--- Data supplied ---

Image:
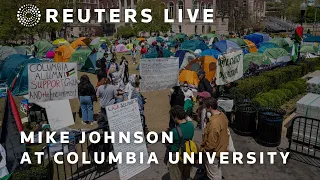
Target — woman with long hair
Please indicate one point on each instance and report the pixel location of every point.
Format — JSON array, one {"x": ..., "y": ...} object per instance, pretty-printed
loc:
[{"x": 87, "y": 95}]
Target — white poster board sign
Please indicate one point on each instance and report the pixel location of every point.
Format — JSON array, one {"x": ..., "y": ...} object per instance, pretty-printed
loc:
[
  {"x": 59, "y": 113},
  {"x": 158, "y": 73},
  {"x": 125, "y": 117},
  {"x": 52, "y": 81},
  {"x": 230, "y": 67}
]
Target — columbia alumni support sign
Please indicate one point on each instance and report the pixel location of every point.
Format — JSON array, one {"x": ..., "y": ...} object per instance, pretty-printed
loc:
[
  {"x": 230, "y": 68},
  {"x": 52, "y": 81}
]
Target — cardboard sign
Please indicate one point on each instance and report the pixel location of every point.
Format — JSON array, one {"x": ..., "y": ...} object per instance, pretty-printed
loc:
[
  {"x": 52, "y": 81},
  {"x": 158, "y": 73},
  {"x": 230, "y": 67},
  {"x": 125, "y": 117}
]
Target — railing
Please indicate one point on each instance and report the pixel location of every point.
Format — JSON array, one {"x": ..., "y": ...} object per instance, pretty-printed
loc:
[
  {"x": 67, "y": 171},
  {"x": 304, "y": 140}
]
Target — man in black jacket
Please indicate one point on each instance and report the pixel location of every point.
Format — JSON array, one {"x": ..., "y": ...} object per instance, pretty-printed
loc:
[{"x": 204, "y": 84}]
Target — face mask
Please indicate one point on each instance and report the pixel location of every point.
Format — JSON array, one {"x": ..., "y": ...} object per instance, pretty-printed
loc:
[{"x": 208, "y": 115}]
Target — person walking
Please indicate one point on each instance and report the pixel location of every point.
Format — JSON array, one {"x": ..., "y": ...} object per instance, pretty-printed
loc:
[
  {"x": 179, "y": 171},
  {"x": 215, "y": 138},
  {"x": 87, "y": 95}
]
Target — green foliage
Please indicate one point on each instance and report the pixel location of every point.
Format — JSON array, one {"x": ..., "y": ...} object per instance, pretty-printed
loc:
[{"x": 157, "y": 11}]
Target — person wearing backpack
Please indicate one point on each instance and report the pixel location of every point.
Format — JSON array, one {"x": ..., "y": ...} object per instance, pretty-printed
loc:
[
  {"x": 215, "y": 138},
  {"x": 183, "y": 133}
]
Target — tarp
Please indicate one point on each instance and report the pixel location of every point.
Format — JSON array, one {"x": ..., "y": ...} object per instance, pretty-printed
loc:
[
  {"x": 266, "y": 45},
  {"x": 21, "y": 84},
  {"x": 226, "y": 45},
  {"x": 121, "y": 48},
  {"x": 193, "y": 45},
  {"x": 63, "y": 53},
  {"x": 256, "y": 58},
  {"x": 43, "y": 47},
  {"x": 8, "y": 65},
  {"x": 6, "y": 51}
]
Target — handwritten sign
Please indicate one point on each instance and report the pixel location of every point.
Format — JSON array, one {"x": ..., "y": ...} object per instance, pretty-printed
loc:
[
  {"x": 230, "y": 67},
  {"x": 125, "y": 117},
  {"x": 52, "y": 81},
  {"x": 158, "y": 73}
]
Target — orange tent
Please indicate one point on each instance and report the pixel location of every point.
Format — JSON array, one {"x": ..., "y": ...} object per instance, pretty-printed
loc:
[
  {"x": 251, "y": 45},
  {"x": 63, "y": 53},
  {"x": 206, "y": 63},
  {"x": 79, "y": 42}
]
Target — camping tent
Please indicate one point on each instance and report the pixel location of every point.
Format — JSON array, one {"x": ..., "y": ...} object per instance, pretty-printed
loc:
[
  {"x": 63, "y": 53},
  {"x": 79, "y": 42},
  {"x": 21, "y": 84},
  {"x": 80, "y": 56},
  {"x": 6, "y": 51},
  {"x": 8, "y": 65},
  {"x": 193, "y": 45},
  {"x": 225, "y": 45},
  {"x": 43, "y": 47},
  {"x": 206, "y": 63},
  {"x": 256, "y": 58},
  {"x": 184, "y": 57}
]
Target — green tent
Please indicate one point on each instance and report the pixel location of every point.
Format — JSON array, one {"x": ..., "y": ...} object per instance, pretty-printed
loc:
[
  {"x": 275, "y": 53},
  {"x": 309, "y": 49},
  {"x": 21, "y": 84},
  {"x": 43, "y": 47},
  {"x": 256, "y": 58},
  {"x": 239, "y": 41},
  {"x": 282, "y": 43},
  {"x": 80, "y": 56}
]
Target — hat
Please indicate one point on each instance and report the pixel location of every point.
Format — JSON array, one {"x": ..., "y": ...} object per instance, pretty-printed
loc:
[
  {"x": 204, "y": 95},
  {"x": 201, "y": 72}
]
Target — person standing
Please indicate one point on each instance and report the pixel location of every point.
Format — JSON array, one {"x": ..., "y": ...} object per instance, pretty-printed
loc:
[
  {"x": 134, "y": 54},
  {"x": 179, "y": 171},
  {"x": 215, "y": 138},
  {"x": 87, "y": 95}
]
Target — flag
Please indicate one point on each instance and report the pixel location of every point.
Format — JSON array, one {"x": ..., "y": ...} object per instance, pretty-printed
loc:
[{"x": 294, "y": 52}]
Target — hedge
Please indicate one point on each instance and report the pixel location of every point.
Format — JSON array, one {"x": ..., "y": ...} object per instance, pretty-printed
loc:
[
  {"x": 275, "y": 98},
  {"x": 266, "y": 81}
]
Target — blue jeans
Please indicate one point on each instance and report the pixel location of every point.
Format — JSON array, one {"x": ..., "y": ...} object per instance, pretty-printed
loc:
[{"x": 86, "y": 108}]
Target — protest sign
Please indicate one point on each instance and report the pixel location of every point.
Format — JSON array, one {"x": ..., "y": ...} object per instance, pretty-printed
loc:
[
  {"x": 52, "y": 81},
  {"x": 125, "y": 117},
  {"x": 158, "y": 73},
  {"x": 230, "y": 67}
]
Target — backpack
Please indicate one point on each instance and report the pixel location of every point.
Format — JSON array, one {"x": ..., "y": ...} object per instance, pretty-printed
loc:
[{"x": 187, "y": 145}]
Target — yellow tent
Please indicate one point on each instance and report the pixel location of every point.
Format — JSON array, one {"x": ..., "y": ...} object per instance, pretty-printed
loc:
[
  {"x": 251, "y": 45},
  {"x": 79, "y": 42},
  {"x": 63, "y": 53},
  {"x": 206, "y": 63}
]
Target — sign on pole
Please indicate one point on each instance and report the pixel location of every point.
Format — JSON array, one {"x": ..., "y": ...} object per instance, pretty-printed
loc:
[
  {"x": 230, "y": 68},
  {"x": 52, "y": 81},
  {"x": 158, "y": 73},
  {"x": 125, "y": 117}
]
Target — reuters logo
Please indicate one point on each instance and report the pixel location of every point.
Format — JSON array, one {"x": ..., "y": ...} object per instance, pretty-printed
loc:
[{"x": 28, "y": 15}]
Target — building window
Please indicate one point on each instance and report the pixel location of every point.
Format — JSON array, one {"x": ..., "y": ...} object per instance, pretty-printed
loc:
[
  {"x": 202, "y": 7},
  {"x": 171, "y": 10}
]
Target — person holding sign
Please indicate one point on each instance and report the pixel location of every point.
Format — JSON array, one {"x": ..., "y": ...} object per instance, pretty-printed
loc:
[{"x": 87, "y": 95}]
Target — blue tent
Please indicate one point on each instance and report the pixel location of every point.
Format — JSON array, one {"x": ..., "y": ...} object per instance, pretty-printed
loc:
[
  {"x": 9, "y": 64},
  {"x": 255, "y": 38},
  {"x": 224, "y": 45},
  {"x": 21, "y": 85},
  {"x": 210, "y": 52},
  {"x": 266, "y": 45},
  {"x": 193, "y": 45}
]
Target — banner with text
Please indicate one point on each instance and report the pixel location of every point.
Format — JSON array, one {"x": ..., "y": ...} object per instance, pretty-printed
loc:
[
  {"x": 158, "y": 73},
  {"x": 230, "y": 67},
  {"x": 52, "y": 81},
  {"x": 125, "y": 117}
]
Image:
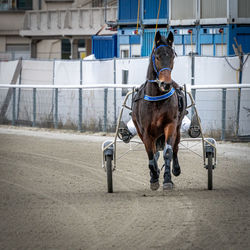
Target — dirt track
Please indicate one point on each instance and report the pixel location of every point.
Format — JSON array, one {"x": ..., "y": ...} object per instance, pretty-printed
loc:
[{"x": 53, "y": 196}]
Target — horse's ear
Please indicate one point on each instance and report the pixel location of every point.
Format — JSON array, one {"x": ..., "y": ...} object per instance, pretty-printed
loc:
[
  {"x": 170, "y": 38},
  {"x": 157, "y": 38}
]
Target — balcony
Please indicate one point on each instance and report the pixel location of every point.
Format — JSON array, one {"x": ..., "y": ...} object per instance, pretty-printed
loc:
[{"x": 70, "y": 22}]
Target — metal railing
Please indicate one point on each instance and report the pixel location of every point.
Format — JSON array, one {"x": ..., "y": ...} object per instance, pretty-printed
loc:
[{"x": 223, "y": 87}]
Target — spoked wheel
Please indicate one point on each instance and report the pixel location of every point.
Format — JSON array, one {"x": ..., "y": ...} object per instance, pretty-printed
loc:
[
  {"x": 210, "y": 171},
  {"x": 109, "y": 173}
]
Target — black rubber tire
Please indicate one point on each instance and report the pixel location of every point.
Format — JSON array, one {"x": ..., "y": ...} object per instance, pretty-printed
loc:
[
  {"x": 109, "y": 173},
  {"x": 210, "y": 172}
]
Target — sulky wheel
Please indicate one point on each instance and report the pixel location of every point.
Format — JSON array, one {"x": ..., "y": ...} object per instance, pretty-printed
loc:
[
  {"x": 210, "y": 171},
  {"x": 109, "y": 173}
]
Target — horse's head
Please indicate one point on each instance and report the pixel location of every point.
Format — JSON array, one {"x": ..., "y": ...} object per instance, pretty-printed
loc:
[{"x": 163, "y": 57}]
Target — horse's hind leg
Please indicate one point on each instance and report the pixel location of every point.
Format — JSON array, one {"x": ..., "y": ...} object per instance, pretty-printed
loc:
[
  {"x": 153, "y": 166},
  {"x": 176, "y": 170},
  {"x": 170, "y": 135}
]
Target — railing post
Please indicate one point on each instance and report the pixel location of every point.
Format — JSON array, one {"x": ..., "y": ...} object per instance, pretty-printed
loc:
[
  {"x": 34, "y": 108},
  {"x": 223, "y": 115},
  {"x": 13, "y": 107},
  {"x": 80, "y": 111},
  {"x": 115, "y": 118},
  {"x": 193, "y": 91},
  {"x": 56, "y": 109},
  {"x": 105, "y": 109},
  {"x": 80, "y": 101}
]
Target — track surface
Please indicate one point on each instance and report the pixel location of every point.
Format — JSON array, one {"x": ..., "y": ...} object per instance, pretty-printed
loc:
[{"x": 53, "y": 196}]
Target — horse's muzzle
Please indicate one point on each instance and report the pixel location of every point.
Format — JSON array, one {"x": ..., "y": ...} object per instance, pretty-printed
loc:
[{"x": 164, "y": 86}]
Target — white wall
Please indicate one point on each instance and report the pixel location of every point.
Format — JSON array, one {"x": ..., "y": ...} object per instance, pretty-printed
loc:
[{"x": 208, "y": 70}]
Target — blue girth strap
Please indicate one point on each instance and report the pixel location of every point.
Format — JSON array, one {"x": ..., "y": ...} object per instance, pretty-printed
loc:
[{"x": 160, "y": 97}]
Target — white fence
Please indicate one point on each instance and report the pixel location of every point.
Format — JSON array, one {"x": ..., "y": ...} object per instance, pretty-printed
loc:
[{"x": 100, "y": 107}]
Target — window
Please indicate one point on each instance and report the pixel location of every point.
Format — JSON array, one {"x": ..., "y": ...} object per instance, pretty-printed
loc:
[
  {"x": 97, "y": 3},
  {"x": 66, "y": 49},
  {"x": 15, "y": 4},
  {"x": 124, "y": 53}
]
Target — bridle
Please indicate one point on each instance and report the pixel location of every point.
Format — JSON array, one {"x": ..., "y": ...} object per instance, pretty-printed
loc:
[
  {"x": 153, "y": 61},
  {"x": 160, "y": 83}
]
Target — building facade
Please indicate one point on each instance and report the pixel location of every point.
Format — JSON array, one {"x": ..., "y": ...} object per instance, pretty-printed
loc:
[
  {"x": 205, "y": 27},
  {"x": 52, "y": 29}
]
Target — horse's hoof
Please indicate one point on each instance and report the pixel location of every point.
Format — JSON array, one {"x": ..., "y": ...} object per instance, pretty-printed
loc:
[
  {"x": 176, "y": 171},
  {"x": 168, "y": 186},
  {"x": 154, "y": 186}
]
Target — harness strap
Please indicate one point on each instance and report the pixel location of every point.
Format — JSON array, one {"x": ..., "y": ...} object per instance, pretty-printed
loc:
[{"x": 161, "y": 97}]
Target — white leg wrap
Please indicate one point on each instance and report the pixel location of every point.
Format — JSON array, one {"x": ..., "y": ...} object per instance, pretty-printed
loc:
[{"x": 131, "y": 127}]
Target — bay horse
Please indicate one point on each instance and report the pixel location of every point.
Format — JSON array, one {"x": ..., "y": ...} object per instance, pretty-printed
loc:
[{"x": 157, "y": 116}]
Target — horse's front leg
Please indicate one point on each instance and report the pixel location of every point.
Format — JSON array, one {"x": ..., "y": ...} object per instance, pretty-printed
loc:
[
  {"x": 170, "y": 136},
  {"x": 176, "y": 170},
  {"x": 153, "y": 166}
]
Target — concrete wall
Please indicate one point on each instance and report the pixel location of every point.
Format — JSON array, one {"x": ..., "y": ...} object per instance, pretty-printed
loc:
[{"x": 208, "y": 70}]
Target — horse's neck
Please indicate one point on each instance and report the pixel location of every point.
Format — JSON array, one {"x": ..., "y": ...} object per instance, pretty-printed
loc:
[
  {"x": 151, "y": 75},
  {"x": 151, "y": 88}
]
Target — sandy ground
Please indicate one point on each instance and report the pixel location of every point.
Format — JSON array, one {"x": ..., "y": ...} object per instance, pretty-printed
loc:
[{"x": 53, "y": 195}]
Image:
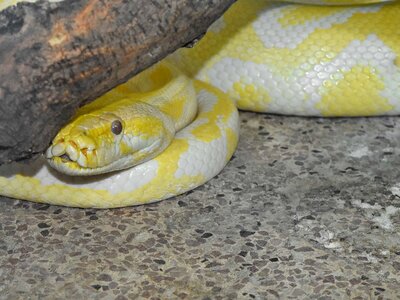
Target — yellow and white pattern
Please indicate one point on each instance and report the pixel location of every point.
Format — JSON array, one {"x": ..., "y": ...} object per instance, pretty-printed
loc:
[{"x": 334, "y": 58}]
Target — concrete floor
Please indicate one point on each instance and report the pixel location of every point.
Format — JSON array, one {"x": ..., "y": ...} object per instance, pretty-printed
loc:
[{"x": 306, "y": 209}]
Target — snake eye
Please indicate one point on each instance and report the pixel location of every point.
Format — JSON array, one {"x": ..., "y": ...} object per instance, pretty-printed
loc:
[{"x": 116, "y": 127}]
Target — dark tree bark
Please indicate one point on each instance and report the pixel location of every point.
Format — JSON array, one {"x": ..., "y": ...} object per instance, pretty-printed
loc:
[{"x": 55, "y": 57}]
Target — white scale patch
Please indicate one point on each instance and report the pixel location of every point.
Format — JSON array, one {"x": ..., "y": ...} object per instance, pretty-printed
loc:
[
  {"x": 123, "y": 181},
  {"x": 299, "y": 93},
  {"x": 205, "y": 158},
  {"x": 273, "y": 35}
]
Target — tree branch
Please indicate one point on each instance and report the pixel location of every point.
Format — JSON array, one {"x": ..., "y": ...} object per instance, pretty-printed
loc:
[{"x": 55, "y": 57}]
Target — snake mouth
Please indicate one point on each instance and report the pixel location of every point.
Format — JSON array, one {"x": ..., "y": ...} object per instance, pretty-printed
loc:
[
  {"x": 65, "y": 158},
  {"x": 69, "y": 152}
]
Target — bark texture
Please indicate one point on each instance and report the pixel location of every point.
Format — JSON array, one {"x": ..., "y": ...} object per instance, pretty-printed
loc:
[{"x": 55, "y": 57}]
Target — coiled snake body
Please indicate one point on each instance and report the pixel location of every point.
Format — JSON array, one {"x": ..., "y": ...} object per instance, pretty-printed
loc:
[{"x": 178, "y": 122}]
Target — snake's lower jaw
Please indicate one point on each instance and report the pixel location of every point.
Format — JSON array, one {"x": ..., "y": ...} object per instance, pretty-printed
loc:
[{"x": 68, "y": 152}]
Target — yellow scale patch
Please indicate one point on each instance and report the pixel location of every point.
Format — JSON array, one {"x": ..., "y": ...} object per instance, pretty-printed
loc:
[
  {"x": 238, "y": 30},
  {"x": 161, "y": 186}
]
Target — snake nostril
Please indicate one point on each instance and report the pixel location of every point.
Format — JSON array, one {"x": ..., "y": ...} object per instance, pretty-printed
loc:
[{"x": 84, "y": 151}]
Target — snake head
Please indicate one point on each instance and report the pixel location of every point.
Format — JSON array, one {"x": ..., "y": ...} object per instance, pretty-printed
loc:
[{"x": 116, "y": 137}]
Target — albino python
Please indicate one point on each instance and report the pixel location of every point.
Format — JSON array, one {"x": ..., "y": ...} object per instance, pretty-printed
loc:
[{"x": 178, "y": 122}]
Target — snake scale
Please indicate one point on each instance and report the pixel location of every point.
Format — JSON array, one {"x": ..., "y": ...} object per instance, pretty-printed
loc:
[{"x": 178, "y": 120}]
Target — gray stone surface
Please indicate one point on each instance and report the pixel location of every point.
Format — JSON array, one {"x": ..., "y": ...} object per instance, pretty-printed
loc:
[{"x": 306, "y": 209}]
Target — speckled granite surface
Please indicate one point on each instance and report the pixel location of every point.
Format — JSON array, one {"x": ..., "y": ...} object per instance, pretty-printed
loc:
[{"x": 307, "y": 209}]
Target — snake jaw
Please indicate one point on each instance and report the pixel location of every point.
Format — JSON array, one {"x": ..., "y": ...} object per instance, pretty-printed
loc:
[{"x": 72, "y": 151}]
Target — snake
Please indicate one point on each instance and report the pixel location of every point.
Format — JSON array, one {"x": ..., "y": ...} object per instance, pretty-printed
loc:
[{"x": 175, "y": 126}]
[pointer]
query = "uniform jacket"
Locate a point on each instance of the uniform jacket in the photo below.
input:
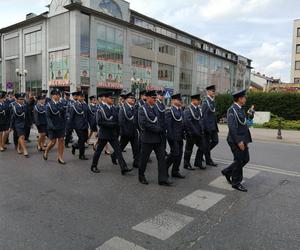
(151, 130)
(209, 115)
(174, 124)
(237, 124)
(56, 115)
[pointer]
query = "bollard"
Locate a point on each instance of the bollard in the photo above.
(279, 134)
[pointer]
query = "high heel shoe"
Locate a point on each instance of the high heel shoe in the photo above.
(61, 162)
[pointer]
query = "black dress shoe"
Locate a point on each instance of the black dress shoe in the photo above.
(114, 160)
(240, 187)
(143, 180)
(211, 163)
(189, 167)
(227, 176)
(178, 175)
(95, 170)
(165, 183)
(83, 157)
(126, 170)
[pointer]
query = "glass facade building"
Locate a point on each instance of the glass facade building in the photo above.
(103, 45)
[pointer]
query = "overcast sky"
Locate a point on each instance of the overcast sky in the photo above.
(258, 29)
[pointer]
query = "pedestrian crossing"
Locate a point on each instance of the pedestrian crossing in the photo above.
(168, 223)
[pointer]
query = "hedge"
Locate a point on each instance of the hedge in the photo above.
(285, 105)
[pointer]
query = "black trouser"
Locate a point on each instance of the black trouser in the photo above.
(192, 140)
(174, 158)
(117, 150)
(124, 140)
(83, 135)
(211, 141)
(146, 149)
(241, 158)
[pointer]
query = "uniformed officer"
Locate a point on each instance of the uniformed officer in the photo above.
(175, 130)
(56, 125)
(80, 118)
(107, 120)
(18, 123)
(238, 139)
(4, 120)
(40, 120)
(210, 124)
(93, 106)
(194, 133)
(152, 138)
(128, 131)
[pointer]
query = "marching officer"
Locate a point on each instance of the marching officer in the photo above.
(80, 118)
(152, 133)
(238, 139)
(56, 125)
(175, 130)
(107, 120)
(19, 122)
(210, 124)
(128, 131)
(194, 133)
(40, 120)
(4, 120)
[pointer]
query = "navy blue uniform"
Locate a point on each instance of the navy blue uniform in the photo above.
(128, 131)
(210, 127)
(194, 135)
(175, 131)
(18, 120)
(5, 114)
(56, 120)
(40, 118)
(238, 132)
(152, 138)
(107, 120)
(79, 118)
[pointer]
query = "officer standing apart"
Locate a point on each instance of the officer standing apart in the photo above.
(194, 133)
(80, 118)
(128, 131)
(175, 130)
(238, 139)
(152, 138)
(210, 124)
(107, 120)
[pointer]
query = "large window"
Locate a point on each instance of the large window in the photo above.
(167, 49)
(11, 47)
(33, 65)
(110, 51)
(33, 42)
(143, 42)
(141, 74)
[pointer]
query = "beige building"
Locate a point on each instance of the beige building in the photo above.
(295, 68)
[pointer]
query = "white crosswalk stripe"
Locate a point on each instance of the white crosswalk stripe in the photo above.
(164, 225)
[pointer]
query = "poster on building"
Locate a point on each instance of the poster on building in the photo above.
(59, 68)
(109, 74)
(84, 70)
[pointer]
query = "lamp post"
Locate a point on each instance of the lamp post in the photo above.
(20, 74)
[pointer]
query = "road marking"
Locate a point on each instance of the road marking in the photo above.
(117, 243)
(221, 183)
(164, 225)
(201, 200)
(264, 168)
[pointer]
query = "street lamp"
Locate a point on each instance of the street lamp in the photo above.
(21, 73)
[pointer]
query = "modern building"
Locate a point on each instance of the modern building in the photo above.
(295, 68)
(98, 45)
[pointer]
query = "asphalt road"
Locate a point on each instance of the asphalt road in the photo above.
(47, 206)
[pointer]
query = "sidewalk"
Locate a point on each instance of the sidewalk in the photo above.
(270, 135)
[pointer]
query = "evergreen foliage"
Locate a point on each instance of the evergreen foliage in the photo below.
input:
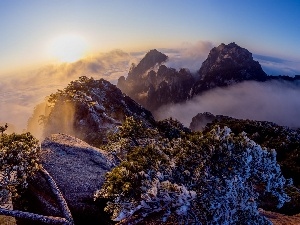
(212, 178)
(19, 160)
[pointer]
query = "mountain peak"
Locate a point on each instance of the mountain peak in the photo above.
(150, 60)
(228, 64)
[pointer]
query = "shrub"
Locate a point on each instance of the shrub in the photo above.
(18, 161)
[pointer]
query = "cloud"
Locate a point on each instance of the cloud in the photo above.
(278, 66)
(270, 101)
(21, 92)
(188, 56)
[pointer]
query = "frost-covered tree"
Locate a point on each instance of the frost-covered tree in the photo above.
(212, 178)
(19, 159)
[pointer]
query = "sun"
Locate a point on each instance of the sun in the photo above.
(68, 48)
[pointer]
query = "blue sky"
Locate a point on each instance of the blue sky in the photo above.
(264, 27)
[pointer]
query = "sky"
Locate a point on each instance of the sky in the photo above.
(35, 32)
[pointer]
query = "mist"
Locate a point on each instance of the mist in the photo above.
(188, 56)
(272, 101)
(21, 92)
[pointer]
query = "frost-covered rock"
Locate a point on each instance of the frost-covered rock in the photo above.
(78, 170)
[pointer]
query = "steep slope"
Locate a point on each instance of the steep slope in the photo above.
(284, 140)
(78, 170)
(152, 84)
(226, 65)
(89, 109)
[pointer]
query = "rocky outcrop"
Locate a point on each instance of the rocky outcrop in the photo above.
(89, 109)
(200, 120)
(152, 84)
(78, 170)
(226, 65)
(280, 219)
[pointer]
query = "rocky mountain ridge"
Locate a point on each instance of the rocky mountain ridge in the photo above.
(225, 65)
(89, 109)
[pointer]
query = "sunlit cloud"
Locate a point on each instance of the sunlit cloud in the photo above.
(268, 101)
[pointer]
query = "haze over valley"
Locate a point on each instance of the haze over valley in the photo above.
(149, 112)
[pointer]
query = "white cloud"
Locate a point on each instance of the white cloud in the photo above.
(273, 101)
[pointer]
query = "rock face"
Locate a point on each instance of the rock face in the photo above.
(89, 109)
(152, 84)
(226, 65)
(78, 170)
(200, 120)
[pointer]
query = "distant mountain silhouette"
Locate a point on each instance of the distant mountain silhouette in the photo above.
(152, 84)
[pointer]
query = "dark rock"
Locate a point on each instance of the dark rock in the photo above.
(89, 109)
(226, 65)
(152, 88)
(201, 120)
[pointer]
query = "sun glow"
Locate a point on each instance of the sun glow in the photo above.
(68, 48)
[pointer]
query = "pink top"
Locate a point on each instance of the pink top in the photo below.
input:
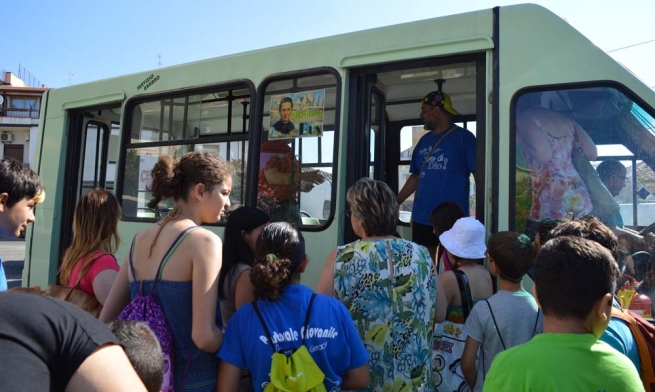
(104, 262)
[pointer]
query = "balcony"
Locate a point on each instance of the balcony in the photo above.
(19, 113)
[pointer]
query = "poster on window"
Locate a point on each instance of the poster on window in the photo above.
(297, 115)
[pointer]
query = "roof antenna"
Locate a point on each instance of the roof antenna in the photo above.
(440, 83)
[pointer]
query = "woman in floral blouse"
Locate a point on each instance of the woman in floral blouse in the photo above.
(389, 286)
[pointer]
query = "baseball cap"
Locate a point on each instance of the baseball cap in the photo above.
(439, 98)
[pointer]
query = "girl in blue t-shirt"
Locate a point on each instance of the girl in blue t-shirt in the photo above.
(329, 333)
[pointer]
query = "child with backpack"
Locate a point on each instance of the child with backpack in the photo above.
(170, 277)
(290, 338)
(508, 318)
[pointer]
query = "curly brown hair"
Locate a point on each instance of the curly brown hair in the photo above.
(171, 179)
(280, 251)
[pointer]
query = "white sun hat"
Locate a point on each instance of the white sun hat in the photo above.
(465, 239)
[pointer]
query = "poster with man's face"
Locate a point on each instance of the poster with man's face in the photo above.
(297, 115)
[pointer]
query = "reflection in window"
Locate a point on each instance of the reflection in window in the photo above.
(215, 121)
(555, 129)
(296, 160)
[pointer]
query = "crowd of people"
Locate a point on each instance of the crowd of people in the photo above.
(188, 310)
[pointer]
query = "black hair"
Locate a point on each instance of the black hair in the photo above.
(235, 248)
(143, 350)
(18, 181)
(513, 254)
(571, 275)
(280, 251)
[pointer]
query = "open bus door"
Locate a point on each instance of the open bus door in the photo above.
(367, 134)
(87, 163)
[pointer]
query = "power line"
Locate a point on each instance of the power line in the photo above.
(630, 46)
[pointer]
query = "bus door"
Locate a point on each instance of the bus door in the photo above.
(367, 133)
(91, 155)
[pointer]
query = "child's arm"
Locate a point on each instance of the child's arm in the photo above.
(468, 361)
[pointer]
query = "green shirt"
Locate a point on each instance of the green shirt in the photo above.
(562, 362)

---

## Activity
Take from the listing above each line that contains the string "wall".

## Answer space
Target — white wall
Target — concrete wall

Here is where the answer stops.